*** Opening Page text ***

And so as the sun's coming up, and I'm looking around and I'm starting to feel like, wait a second, I'm pretty certain that there are cameras everywhere. I am the centre. And I've just discovered that I have been being watched for probably my whole life. I guess eventually it occurred to me that everyone around me—my friends, my family, my co-workers, my colleagues, my teachers—were imposters. I didn't feel like someone was out to get me. I definitely felt important. Well, obviously if every single person in the world around me is acting for my benefit or to experiment on me, that could be interpreted as important.
Excerpt from The Truman Show: I don't know what to think, Marlon. Maybe I'm losing my mind, but it feels like the whole world revolves around me somehow. (That's a lot of world for one man, Truman.)
Joel Gold: Ultimately, my brother and I came to believe that The Truman Show Delusion was in fact a delusion of control, which is one of the 12 forms where one feels that perhaps their thoughts are being controlled. And we feel that, in this age of surveillance, and in instant fame, where everyone is being watched, and everyone is watching, that in watching and in having information about someone, you have in a sense control over them.
Scott: Yes, The Truman Show was a big part of it, but I'm not sure if you've ever seen a movie, I think Michael Douglas is the star, and it's called The Game. And in that movie he's sort of given clues or hints or has to decode various things in order to get to the next step of the game and/or solve the game. I'm realising that there is some sort of Wizard of Oz like character behind a curtain somewhere, and I need to find this curtain and pull it back.
So I've hopped down off the roof and at this point I decide to start meandering around the neighbourhood. Every single thing that I'm looking at, every sign, every grouping of numbers, every license plate on a parked car is some sort of clue. This was a set put here by the team in charge of laying things out for me to decode. And so now I'm walking around the neighbourhood, I'm not wearing shoes, I'm not wearing a shirt, and I've got very red eyes most likely, and it's fairly early, but there are people, say, walking their dog. And as they pass by, and maybe nod good morning or look a little bit nervous, I'm now giving them a wink and a grin, basically saying, 'I know what's going on, I know what you're up to!' And so everyone I would sort of encounter I would say, 'Oh that's the same actor that played my teacher in fourth grade,' or something like that.

*** Closing Page text ***

• **Exercise aim**: Continue the transcript above about the Truman Show delusion, picking up after its final sentence.

*** Opening Information ***

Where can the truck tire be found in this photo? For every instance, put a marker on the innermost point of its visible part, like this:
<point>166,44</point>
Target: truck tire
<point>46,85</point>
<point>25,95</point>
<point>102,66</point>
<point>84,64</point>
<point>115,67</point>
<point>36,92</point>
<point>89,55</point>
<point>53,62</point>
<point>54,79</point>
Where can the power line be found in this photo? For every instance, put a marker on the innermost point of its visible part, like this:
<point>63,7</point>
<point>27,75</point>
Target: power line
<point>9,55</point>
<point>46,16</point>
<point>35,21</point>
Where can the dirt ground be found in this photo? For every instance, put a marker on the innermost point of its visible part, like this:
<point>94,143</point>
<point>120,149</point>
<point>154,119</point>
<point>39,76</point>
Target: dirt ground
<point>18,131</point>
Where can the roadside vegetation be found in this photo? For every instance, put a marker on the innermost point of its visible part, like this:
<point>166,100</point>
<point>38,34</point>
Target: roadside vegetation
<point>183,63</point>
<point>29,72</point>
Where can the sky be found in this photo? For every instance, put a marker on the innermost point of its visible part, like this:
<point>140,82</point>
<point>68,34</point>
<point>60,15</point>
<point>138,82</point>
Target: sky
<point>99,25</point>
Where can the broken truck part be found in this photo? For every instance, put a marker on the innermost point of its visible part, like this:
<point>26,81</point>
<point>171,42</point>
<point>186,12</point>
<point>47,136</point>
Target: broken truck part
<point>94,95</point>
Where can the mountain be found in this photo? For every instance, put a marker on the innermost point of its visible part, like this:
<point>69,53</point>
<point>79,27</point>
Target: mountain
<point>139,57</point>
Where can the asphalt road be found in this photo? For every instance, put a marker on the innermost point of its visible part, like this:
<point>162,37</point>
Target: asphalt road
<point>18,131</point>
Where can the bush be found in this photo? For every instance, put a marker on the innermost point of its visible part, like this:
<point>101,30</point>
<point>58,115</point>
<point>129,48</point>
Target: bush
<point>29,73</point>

*** Closing Information ***

• **Result of the exercise**:
And so at one point as I'm walking around the neighbourhood, I notice a house, there was a For Sale sign in front of it, so I decide to go investigate further. So I hop a fence, I'm looking through windows, looking for additional clues. I think I was getting frustrated that they're taking so long to reveal the final game to me, I think I hop back over the fence, and there's a couple of cop cars there. And this is just hysterical to me. I'm like, 'That's good, that's good! I didn't see that coming!' And so I just walk out to them just laughing and laughing and at this point, yeah, I'm no longer winking and grinning, I'm actually complimenting them on their ability to stay in character. In my mind I think at this time this was like I was going to be led off to the big show where the big reveal was going to happen. So they say, 'Do you want to come with us?' And I say, 'Yes, sure, let's go. Let's go.'
Lynne Malcolm: Scott, recalling his experience of Truman Show Delusion. You're with All in the Mind on RN, Radio Australia and online, I'm Lynne Malcolm and we're exploring what's known as The Truman Show Delusion with Joel Werner in New York. Scott's delusional experience wasn't only shaped by The Truman Show, there were other cultural influences as well.
The concept of The Truman Show Delusion has been criticised for being nothing new. For as long as people have experienced delusions, they've integrated culture and their environment into the delusional content. So is The Truman Show Delusion a new form of delusion, or is it just an old delusion updated with content for a modern age?
Joel Gold: It's very hard to know, frankly, if it is a new delusion all together, or if it's something that has just replaced something else in terms of content. Over the course of time there have been forms of delusion that have not changed.
Joel Werner: These forms are the 12 types of delusions we mentioned earlier; broad categories like grandiose, persecutory, or ideas of reference. These types, or forms of delusion are thought to be set in stone.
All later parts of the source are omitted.